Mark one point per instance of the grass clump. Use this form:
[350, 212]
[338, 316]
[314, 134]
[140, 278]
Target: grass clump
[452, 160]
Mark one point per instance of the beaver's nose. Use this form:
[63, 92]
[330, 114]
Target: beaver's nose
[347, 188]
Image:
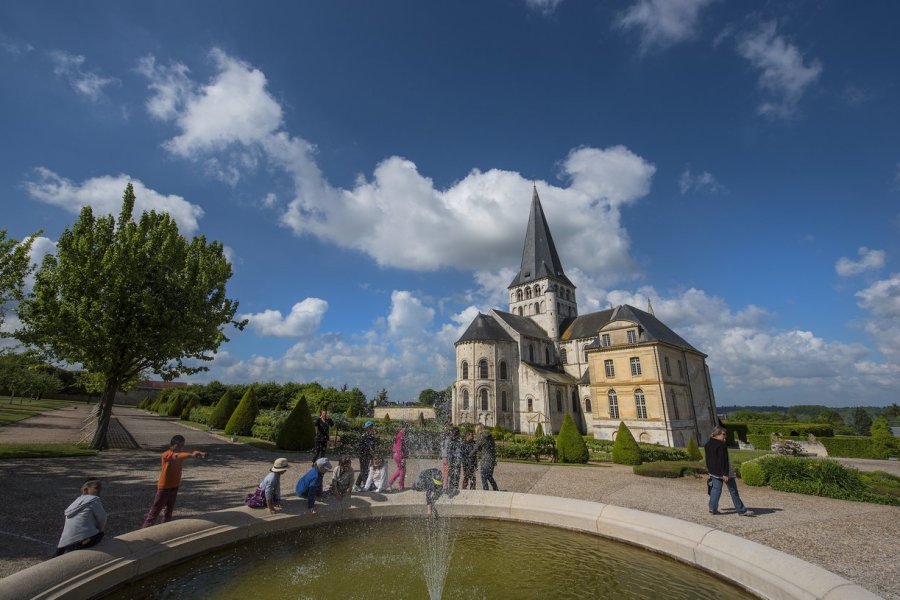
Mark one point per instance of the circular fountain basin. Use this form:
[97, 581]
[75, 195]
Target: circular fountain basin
[763, 571]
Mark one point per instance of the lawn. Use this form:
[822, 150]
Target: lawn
[19, 409]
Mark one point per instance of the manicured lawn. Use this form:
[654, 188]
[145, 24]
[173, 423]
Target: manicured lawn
[20, 409]
[8, 451]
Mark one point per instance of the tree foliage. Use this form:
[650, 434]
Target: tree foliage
[298, 431]
[570, 446]
[241, 421]
[124, 296]
[626, 450]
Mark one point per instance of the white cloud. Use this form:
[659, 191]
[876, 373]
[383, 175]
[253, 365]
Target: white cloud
[408, 317]
[543, 6]
[398, 217]
[868, 261]
[104, 196]
[303, 320]
[698, 182]
[87, 83]
[783, 72]
[662, 23]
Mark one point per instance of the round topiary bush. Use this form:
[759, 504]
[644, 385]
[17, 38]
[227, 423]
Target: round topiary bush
[220, 414]
[570, 446]
[241, 421]
[625, 450]
[298, 431]
[693, 450]
[752, 473]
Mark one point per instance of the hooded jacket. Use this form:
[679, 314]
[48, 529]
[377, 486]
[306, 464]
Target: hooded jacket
[85, 518]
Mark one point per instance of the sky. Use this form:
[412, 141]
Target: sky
[369, 168]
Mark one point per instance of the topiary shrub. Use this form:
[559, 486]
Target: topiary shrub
[241, 421]
[752, 473]
[570, 446]
[625, 450]
[221, 412]
[298, 431]
[693, 450]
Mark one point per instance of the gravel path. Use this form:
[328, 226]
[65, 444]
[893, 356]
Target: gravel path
[855, 540]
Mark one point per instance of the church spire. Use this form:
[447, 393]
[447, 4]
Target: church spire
[539, 256]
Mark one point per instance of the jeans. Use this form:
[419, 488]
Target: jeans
[716, 492]
[487, 476]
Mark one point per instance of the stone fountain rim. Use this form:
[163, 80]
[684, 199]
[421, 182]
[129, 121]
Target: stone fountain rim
[763, 571]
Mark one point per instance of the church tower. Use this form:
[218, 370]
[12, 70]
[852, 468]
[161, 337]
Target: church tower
[541, 290]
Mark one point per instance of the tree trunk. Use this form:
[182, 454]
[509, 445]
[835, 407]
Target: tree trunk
[106, 401]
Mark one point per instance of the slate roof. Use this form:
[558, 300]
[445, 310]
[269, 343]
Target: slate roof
[539, 256]
[485, 328]
[522, 325]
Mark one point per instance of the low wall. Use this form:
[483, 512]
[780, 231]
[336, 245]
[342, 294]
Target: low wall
[403, 413]
[763, 571]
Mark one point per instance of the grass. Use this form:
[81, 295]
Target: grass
[10, 451]
[19, 409]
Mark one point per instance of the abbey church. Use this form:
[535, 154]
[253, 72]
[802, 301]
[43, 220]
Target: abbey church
[542, 360]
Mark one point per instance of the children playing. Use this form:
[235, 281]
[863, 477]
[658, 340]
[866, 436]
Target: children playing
[170, 479]
[310, 485]
[377, 476]
[85, 520]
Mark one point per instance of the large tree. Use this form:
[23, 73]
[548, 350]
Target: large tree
[14, 266]
[124, 296]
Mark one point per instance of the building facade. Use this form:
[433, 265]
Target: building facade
[541, 360]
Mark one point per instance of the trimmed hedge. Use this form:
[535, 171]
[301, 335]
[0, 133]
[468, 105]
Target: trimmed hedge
[241, 421]
[625, 449]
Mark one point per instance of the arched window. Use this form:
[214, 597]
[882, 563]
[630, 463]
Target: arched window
[640, 405]
[613, 404]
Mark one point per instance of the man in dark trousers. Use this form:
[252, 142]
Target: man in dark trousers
[720, 472]
[323, 427]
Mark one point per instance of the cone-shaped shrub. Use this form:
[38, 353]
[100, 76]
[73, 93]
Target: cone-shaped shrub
[570, 446]
[625, 450]
[241, 421]
[298, 431]
[693, 450]
[220, 414]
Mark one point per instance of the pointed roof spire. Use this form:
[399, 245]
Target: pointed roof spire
[539, 256]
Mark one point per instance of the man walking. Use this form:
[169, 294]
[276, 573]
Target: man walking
[720, 472]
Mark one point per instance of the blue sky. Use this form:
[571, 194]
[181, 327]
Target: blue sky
[368, 167]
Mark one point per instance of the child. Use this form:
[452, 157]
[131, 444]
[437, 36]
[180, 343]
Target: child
[85, 520]
[310, 485]
[377, 476]
[469, 461]
[170, 479]
[342, 479]
[271, 484]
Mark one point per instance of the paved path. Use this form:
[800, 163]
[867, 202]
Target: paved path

——

§ PROMPT
Starting with the line that contains "Mark one point per instance of the large" and going on through the last line, write those lines out again with "shrub" replaced by "bush" and everything else left the same.

§ TASK SOLUTION
Mark one point per instance of the large tree. Use this form:
[23, 73]
[548, 350]
Target: large tree
[14, 266]
[124, 296]
Mark one point per instance of the building facade. Use this form:
[433, 265]
Target: building facade
[541, 360]
Mark one point per instance of the trimmed hedge. Use this form:
[535, 171]
[301, 335]
[0, 133]
[468, 105]
Target: trimmed hedge
[241, 421]
[625, 449]
Mark one point per instance of the arched window. Use this form:
[214, 597]
[882, 563]
[630, 463]
Target: arched window
[640, 405]
[613, 404]
Mark one point per instance of the man in dark trousers. Use this form:
[252, 142]
Target: man in dark trousers
[720, 472]
[323, 427]
Mark one point per instance of the cone-shaped bush. Use this form:
[38, 353]
[100, 76]
[73, 93]
Target: cone-shaped bush
[570, 446]
[625, 450]
[241, 421]
[298, 431]
[693, 450]
[220, 414]
Mark one point per instance of the pointed roof spire. Use this form:
[399, 245]
Target: pointed roof spire
[539, 256]
Mark one point per instance of the man walking. Use this form:
[169, 294]
[276, 573]
Target: man walking
[720, 472]
Mark one point per instance of the blue sky. Use this form:
[571, 194]
[181, 327]
Target: blue sky
[368, 167]
Mark one point per instance of the child. Use this form:
[452, 157]
[131, 444]
[437, 36]
[180, 343]
Target: child
[85, 520]
[310, 485]
[377, 476]
[469, 461]
[170, 479]
[342, 479]
[271, 484]
Mark one point per instance of the paved path. Use this form:
[800, 163]
[867, 202]
Target: paved path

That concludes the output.